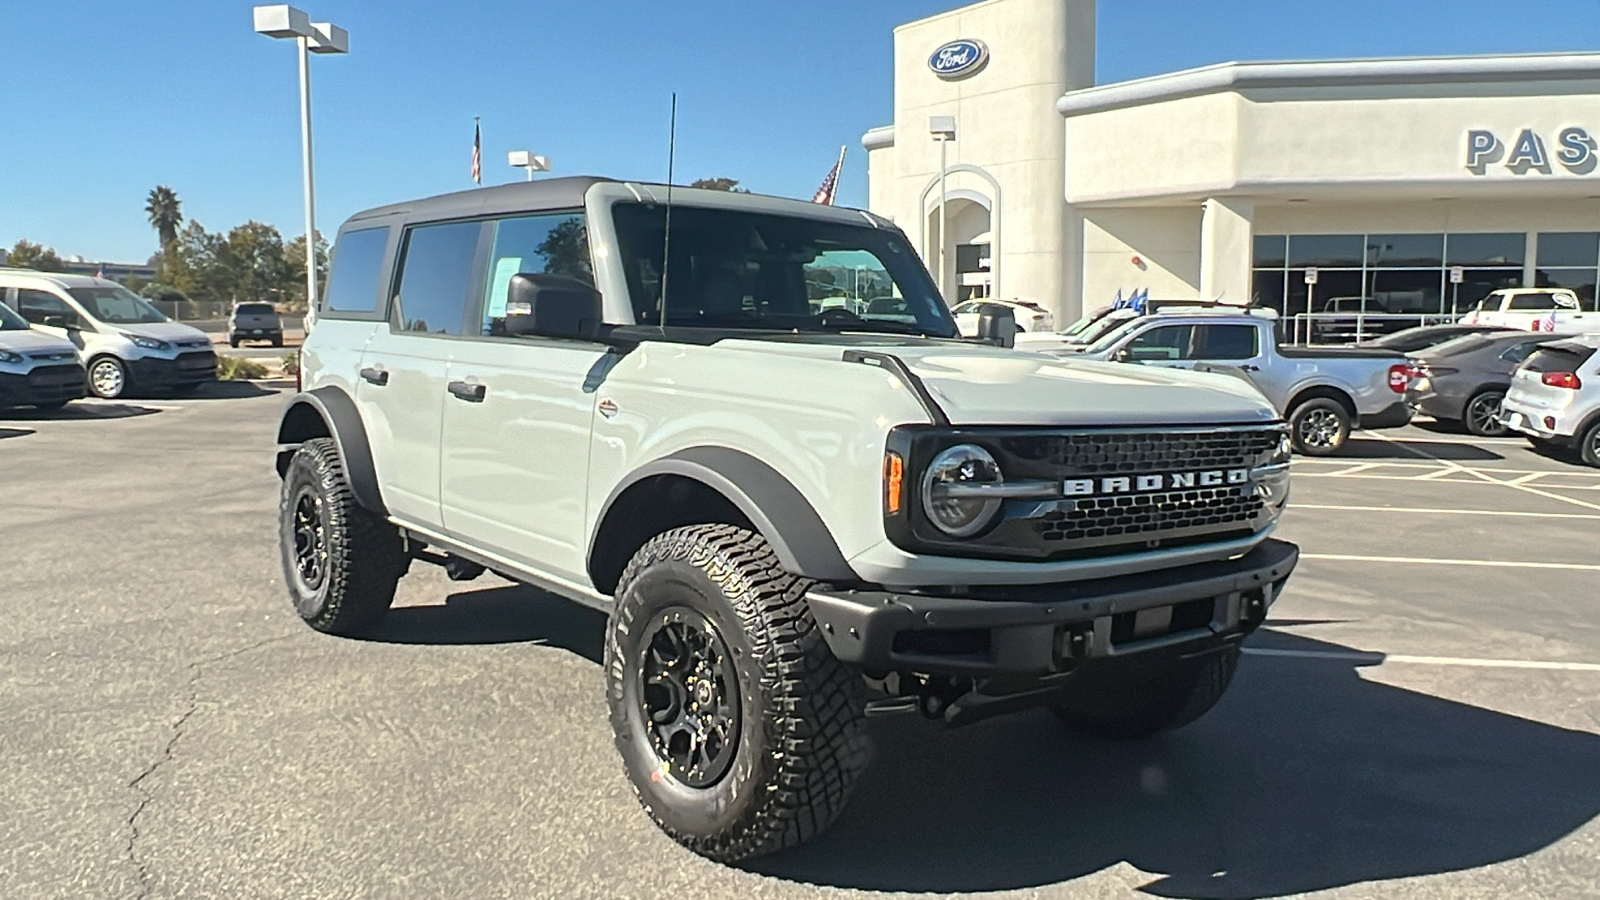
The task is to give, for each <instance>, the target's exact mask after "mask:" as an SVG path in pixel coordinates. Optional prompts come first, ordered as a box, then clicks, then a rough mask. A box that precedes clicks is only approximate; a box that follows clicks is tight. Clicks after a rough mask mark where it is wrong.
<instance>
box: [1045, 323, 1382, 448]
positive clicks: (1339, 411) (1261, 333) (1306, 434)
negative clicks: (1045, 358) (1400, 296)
mask: <svg viewBox="0 0 1600 900" xmlns="http://www.w3.org/2000/svg"><path fill="white" fill-rule="evenodd" d="M1275 325H1277V322H1275V320H1272V319H1262V317H1258V315H1242V314H1214V315H1213V314H1203V315H1197V314H1192V312H1187V314H1182V315H1176V314H1174V315H1149V317H1146V319H1142V320H1141V322H1138V323H1134V325H1130V327H1125V328H1123V330H1120V331H1115V333H1112V335H1109V336H1106V338H1102V340H1101V341H1099V343H1096V344H1091V346H1090V348H1088V349H1085V351H1083V352H1080V354H1070V356H1072V357H1077V359H1104V360H1115V362H1136V364H1144V365H1165V367H1174V368H1194V370H1198V372H1221V373H1227V375H1235V376H1243V378H1246V380H1250V381H1251V383H1253V384H1254V386H1256V388H1258V389H1259V391H1261V392H1262V394H1266V396H1267V399H1269V400H1272V405H1274V407H1277V410H1278V412H1280V413H1283V418H1286V420H1288V423H1290V436H1291V439H1293V442H1294V448H1296V450H1299V452H1301V453H1306V455H1310V456H1328V455H1333V453H1338V452H1339V448H1341V447H1344V444H1346V440H1349V437H1350V429H1352V428H1366V429H1374V428H1398V426H1402V424H1406V423H1408V421H1411V410H1410V407H1406V404H1405V389H1406V383H1408V370H1406V359H1405V356H1403V354H1398V352H1395V351H1382V349H1368V348H1285V346H1278V340H1277V328H1275ZM1062 356H1066V354H1062Z"/></svg>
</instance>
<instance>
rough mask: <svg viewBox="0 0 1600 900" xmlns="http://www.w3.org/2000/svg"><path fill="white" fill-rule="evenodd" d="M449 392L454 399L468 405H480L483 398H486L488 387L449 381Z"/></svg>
mask: <svg viewBox="0 0 1600 900" xmlns="http://www.w3.org/2000/svg"><path fill="white" fill-rule="evenodd" d="M450 392H451V394H454V396H456V399H459V400H466V402H469V404H482V402H483V397H486V396H488V392H490V386H488V384H469V383H466V381H451V383H450Z"/></svg>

---*---

#### Problem:
Copy all lines from the data above that contain the word "instance".

#### Response area:
The task is to give, for each <instance>, the target's exact mask after "mask:" as an SVG path in pixel coordinates. Optional prompts come first, ordered as a box, then clicks, then a rough mask. A box that precedes clicks is only approximate; a box that follows clicks is tight. Clicks after a rough mask mark where it is wrong.
<instance>
</instance>
<instance>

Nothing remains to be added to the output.